WORK REQUIRED: Lay out every row below as a numbered list, leaving out any blank lines.

* START DATASET *

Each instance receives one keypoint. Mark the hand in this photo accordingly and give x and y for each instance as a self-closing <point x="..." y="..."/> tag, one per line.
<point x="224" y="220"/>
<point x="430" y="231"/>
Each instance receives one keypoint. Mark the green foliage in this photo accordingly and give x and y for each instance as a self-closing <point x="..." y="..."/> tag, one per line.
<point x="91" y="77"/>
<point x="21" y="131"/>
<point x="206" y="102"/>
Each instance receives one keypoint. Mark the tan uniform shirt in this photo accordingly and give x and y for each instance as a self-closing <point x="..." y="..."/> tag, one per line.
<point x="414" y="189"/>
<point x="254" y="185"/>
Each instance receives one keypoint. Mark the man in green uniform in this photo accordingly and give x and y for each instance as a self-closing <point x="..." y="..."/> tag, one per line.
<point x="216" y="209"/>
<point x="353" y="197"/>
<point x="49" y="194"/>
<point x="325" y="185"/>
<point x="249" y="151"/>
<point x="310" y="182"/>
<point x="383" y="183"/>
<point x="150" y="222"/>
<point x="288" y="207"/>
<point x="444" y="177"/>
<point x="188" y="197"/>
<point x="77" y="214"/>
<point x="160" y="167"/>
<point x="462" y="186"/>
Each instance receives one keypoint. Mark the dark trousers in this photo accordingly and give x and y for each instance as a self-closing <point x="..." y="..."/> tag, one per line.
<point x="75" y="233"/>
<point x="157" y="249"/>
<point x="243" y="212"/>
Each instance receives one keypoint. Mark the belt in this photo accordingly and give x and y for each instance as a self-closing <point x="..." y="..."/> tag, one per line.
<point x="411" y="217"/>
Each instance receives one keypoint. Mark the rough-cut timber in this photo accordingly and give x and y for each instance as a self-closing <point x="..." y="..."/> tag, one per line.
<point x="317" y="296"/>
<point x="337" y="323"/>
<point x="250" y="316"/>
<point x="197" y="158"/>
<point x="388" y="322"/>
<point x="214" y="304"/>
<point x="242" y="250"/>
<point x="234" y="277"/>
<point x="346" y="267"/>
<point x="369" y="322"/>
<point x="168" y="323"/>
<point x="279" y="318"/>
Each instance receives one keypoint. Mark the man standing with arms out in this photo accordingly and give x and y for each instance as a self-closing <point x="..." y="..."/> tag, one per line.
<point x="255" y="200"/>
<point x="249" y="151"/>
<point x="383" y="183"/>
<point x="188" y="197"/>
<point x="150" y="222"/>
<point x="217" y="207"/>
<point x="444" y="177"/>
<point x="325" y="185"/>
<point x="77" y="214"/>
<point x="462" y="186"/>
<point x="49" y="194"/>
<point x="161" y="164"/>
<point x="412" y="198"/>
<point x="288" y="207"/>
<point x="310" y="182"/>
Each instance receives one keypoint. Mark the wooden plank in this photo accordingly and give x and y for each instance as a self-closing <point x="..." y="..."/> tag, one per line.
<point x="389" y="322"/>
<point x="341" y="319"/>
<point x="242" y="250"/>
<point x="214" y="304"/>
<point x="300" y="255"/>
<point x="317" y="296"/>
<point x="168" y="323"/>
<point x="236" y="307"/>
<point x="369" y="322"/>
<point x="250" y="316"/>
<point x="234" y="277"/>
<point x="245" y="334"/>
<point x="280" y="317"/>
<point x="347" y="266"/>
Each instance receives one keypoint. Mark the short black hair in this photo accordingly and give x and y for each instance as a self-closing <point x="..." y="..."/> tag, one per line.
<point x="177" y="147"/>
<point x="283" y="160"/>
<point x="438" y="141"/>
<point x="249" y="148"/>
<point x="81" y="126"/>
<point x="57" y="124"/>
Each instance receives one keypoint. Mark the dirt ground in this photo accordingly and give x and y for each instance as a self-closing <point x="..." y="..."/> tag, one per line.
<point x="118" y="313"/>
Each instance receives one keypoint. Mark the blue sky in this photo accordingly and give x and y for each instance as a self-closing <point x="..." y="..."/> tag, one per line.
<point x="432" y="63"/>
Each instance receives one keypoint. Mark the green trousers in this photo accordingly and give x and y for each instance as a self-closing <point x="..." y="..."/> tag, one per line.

* END DATASET *

RESULT BELOW:
1. Each instance receives one keypoint. Mark the hand in this photo accordingly and give x and y for each instance as a self-closing <point x="..." y="..."/> tag, one per line.
2. <point x="224" y="220"/>
3. <point x="430" y="231"/>
4. Each instance receives one keypoint. Mark the green foliage in this photo accordingly and give x and y for each instance as a self-closing <point x="..." y="..."/> tag, one per line.
5. <point x="91" y="77"/>
6. <point x="21" y="131"/>
7. <point x="206" y="102"/>
8. Each instance receives one keypoint. Mark the tan uniform shirt in this photo accordingly and give x and y for each instance as a self-closing <point x="..." y="..."/> tag, one per line.
9. <point x="414" y="189"/>
10. <point x="254" y="185"/>
11. Each instance receives one keypoint. Mark the man in green uniform in this photo accordingly and give x and y for each instance as a self-closing <point x="..." y="..."/> tag, one per line.
12. <point x="216" y="209"/>
13. <point x="353" y="197"/>
14. <point x="49" y="194"/>
15. <point x="325" y="185"/>
16. <point x="249" y="151"/>
17. <point x="310" y="182"/>
18. <point x="383" y="183"/>
19. <point x="150" y="222"/>
20. <point x="288" y="207"/>
21. <point x="444" y="177"/>
22. <point x="188" y="197"/>
23. <point x="77" y="214"/>
24. <point x="160" y="167"/>
25. <point x="462" y="186"/>
26. Each instance receives one keypoint. Mark the dark trousers in this photo accordingly and give x and y for each instance as a self-closing <point x="..." y="..."/> tag, one per line.
27. <point x="75" y="233"/>
28. <point x="157" y="249"/>
29. <point x="243" y="212"/>
30. Each instance receives one keypoint. Mark the belt in this photo accordingly and give x and y for each instance as a self-closing <point x="..." y="..."/> tag, one per line.
31. <point x="411" y="217"/>
32. Each instance receives one keypoint. Mark the rough-cut timber in this photo accordingly and give x and y for each instance as a self-closing <point x="..." y="..."/> tag, one per line.
33. <point x="317" y="296"/>
34. <point x="337" y="323"/>
35. <point x="250" y="316"/>
36. <point x="197" y="158"/>
37. <point x="388" y="322"/>
38. <point x="214" y="304"/>
39. <point x="242" y="250"/>
40. <point x="234" y="277"/>
41. <point x="346" y="267"/>
42. <point x="369" y="322"/>
43. <point x="168" y="323"/>
44. <point x="279" y="318"/>
45. Each instance receives one keypoint. Mark the man standing with arms out in this photo accordingly and give x and y for each instance as a self-closing <point x="..." y="..."/> tag, one per line.
46. <point x="255" y="200"/>
47. <point x="249" y="151"/>
48. <point x="383" y="183"/>
49. <point x="188" y="197"/>
50. <point x="150" y="222"/>
51. <point x="217" y="207"/>
52. <point x="444" y="177"/>
53. <point x="325" y="185"/>
54. <point x="77" y="214"/>
55. <point x="462" y="186"/>
56. <point x="49" y="194"/>
57. <point x="161" y="164"/>
58. <point x="412" y="198"/>
59. <point x="288" y="207"/>
60. <point x="310" y="182"/>
61. Each instance receives one keypoint. Mark the wooden plank in this photo accordingly and give x and y for each instance as a self-closing <point x="..." y="..."/> tag, one per line.
62. <point x="389" y="322"/>
63. <point x="341" y="319"/>
64. <point x="242" y="250"/>
65. <point x="214" y="304"/>
66. <point x="300" y="255"/>
67. <point x="317" y="296"/>
68. <point x="168" y="323"/>
69. <point x="236" y="307"/>
70. <point x="369" y="322"/>
71. <point x="250" y="316"/>
72. <point x="234" y="277"/>
73. <point x="245" y="334"/>
74. <point x="280" y="317"/>
75. <point x="347" y="266"/>
76. Each instance receives one keypoint. Mark the short black hair in this photo accordingly and give x and y for each instance as a self-closing <point x="..." y="..."/> tag, one per line.
77. <point x="177" y="147"/>
78. <point x="283" y="160"/>
79. <point x="438" y="141"/>
80. <point x="249" y="148"/>
81. <point x="81" y="126"/>
82. <point x="57" y="124"/>
83. Each instance receives one keypoint. Mark the dirt ground in this photo accordingly and give x and y for each instance as a self-closing <point x="..." y="..."/> tag, one per line.
84. <point x="118" y="313"/>
85. Each instance receives one keypoint. Mark the blue sky in this photo accordingly and give x and y for each instance as a self-closing <point x="..." y="..."/> tag, one per line.
86. <point x="432" y="63"/>
87. Each instance receives one keypoint. Mark the green trousers in this photo accordingly and give x and y for each instance as a self-closing <point x="..." y="..."/> tag, one per line.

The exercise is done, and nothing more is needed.